О политической и социальной подоплеке обеих теорий

   Попробуем поточнее разобраться в социальных и политических предпосылках разногласий между представителями теории воспитания и сторонниками теории влечений. Теория воспитания отмечена духом французской буржуазной революции XVIII в. Феодализм опирался на предположение, что его общественный порядок и есть естественный порядок. Буржуазия, желая свергнуть этот «естественный» порядок, взяла на вооружение теорию, согласно которой человеческий статус определяется не какими-то врожденными или естественными факторами, а полностью зависит от обстоятельств общественной жизни. Революция как раз и ставила цель изменения и улучшения социальных обстоятельств. Все недостатки и глупости объяснялись теперь не человеческой природой, а дурными условиями жизни общества. Так появилась возможность для неограниченного оптимизма в отношении человеческого будущего.
   В то время как теория воспитания тесно связана с революционными надеждами восходящей буржуазии XVIII в., основанное на дарвинизме учение об инстинктах отражает мировоззрение капитализма XIX в. Капиталистическая система идет к гармонии через жесточайшую конкурентную борьбу всех против всех. Для утверждения капитализма в качестве нового естественного строя очень важно было доказать, что и человек – самый удивительный и самый сложный феномен природы – является результатом конкурентной борьбы «всех против всех» – всех живых существ, всех биологических видов с самого начала существования жизни. Тогда развитие жизни от одноклеточного организма до человека можно было объявить величайшим примером свободного предпринимательства, когда в конкурентной борьбе побеждают сильнейшие и вымирают те, кто неспособен идти в ногу с развивающейся экономической системой[ 73].
■ ■ ■
* _Задания_:
(1) Проверьте по отрывку, верны ли утверждения: (a) теория воспитания отмечена духом французской буржуазной революции XVIII в.; (b) учение об инстинктах отражает мировоззрение феодализма; (c) по теории воспитания недостатки людей объяснялись человеческой природой. Для каждого ответьте «да» или «нет» и приведите решающие слова отрывка в точности.
(2) Перепишите из отрывка текст без изменений, начиная со слов «Попробуем поточнее разобраться» и заканчивая словами «отношении человеческого будущего.».
(3) На какое предположение, по словам отрывка, опирался феодализм?
Список ниже к отрывку не относится, это отдельный материал.

[Описания областей на естественном языке]
■ ■ ■
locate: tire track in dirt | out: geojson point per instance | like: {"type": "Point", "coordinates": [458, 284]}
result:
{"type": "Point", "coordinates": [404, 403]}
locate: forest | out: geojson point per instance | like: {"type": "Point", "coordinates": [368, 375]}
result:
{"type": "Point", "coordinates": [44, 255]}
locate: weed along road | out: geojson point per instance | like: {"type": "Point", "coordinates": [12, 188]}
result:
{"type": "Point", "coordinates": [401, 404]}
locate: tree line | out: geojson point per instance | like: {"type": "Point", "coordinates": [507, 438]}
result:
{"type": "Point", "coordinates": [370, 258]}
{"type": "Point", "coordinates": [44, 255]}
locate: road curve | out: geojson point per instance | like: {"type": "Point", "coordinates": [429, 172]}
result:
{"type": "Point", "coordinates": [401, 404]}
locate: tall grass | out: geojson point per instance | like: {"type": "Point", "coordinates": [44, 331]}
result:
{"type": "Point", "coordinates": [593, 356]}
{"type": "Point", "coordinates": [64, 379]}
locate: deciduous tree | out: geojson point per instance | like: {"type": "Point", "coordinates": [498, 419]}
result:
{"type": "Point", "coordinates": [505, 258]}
■ ■ ■
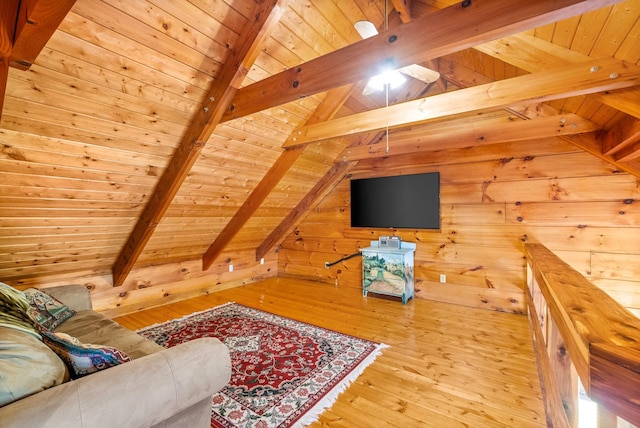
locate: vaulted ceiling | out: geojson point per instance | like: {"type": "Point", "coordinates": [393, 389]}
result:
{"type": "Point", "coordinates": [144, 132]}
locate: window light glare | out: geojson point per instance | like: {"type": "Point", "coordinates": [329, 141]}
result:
■ ■ ■
* _Ответы_:
(1)
(a) Да: «Теория воспитания отмечена духом французской буржуазной революции XVIII в.»
(b) Нет: «основанное на дарвинизме учение об инстинктах отражает мировоззрение капитализма XIX в.»
(c) Нет: «Все недостатки и глупости объяснялись теперь не человеческой природой, а дурными условиями жизни общества.»

(2)
Попробуем поточнее разобраться в социальных и политических предпосылках разногласий между представителями теории воспитания и сторонниками теории влечений. Теория воспитания отмечена духом французской буржуазной революции XVIII в. Феодализм опирался на предположение, что его общественный порядок и есть естественный порядок. Буржуазия, желая свергнуть этот «естественный» порядок, взяла на вооружение теорию, согласно которой человеческий статус определяется не какими-то врожденными или естественными факторами, а полностью зависит от обстоятельств общественной жизни. Революция как раз и ставила цель изменения и улучшения социальных обстоятельств. Все недостатки и глупости объяснялись теперь не человеческой природой, а дурными условиями жизни общества. Так появилась возможность для неограниченного оптимизма в отношении человеческого будущего.

(3) На предположение, что его общественный порядок и есть естественный порядок.